◆ **SET TASK**
Convert the lines from the one containing "Query: bow for double bass" up to and including the one containing "103 134 L 103" into a numbered list, omitting any blank lines.

◆ **RECORDS TO PROCESS**

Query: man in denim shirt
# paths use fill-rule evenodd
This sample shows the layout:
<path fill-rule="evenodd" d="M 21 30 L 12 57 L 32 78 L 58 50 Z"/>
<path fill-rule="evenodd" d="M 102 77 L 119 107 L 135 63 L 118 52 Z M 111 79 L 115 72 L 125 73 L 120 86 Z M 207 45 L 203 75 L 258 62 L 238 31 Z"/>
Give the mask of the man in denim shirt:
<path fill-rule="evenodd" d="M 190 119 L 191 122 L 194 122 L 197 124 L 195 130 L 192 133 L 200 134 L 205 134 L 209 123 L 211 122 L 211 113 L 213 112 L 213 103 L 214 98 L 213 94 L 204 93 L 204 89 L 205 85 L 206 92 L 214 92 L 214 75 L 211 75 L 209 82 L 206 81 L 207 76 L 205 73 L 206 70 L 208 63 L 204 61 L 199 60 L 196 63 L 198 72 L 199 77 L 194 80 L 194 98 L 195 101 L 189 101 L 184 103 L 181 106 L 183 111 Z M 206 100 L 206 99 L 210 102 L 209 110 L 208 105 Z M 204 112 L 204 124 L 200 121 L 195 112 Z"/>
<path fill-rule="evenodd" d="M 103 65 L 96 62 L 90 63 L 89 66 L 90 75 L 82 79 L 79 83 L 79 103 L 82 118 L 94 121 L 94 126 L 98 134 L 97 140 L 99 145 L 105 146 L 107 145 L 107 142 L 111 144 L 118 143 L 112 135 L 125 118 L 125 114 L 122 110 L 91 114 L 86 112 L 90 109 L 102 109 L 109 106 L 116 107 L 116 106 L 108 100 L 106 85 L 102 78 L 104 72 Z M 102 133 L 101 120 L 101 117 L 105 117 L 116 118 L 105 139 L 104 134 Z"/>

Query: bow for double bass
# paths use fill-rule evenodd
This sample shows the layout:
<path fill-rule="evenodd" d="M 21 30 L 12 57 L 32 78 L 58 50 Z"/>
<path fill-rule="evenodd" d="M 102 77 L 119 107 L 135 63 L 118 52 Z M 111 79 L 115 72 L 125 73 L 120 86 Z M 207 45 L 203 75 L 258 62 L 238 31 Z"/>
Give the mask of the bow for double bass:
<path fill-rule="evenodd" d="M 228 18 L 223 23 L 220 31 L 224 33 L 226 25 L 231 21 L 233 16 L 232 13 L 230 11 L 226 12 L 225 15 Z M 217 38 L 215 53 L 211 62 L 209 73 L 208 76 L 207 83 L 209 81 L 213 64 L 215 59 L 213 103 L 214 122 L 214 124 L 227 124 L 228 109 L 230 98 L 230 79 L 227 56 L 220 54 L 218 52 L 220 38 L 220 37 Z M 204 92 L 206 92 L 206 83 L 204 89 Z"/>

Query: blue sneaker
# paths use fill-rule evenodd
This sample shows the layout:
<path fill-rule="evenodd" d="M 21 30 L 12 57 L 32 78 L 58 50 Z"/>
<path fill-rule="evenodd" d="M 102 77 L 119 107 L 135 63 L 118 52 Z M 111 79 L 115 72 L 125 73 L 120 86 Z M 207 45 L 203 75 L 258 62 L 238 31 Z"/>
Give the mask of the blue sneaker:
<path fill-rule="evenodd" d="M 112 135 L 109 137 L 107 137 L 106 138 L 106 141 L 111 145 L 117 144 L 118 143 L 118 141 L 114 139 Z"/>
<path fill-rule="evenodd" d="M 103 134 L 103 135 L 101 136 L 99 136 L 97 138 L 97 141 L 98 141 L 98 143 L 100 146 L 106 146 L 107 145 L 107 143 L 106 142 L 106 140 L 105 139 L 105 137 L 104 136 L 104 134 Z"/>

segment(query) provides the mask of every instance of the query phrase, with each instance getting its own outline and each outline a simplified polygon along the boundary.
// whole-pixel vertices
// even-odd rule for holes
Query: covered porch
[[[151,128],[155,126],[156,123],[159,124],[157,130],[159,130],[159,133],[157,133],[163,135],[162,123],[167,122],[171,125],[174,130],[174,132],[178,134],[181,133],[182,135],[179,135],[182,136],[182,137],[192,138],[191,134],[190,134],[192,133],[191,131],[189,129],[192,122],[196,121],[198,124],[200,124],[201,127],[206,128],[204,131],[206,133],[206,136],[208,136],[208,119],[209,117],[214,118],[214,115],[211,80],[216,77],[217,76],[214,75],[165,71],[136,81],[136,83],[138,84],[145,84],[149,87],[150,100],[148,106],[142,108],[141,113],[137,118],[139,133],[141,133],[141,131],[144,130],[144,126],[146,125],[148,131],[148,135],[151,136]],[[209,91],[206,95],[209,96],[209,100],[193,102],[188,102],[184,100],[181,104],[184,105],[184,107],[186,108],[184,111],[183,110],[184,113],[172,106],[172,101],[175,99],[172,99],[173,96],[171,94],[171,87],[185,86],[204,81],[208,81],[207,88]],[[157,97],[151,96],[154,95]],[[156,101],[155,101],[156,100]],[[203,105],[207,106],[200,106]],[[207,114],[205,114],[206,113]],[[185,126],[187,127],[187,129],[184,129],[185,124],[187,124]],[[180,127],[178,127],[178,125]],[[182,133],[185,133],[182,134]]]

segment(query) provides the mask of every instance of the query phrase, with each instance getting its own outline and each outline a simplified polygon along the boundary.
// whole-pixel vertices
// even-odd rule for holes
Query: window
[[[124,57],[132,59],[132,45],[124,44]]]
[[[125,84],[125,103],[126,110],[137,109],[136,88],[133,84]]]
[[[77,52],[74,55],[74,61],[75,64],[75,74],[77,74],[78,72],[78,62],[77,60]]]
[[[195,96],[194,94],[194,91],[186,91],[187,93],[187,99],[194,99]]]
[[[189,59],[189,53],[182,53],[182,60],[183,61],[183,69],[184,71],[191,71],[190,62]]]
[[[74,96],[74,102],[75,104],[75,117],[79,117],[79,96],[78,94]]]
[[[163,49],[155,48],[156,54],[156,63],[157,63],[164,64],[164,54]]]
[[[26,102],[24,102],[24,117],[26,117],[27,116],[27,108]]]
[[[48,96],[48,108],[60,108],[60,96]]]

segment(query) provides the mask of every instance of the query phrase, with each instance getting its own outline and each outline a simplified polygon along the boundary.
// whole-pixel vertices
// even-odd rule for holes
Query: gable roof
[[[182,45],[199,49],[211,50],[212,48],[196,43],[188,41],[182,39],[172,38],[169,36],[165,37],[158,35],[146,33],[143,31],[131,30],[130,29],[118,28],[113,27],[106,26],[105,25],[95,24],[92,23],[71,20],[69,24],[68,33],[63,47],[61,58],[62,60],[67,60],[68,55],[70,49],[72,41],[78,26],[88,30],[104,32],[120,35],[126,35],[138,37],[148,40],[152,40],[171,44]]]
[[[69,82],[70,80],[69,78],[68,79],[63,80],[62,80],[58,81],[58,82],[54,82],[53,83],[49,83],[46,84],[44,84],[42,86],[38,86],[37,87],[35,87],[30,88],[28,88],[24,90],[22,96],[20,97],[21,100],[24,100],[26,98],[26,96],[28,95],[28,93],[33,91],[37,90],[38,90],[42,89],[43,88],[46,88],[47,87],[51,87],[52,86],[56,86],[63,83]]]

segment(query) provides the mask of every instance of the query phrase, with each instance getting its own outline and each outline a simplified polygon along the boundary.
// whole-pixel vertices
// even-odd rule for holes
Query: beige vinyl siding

◆ **RESULT OF THIS TASK**
1. Query: bow for double bass
2. # paths use fill-rule evenodd
3. This sample shows the layout:
4. <path fill-rule="evenodd" d="M 21 30 L 12 57 L 32 78 L 58 50 Z"/>
5. <path fill-rule="evenodd" d="M 102 77 L 119 107 L 135 63 L 118 52 Z M 111 79 L 115 72 L 125 73 L 120 86 Z M 207 45 L 203 75 L 258 62 L 238 31 Z"/>
6. Give the mask of the bow for double bass:
7. <path fill-rule="evenodd" d="M 228 18 L 223 23 L 220 31 L 224 33 L 226 25 L 231 21 L 233 16 L 232 13 L 230 11 L 226 12 L 225 15 Z M 217 38 L 215 53 L 211 62 L 209 73 L 208 76 L 207 83 L 209 81 L 213 64 L 215 59 L 213 103 L 214 122 L 214 124 L 227 124 L 228 109 L 230 98 L 230 79 L 227 56 L 220 54 L 218 52 L 220 38 L 220 37 Z M 204 92 L 206 92 L 206 83 L 204 89 Z"/>
8. Query: blue sneaker
9. # paths use fill-rule evenodd
10. This sample shows the layout:
11. <path fill-rule="evenodd" d="M 21 30 L 12 57 L 32 78 L 58 50 Z"/>
12. <path fill-rule="evenodd" d="M 102 77 L 119 107 L 135 63 L 118 52 Z M 111 79 L 115 72 L 125 73 L 120 86 Z M 207 45 L 203 75 L 258 62 L 238 31 Z"/>
13. Give the mask of the blue sneaker:
14. <path fill-rule="evenodd" d="M 112 135 L 109 137 L 107 137 L 106 138 L 106 141 L 111 145 L 117 144 L 118 143 L 118 141 L 114 139 Z"/>
15. <path fill-rule="evenodd" d="M 103 134 L 103 135 L 101 136 L 99 136 L 97 138 L 97 141 L 98 141 L 98 143 L 100 146 L 106 146 L 107 145 L 107 143 L 106 142 L 106 140 L 105 139 L 105 137 L 104 136 L 104 134 Z"/>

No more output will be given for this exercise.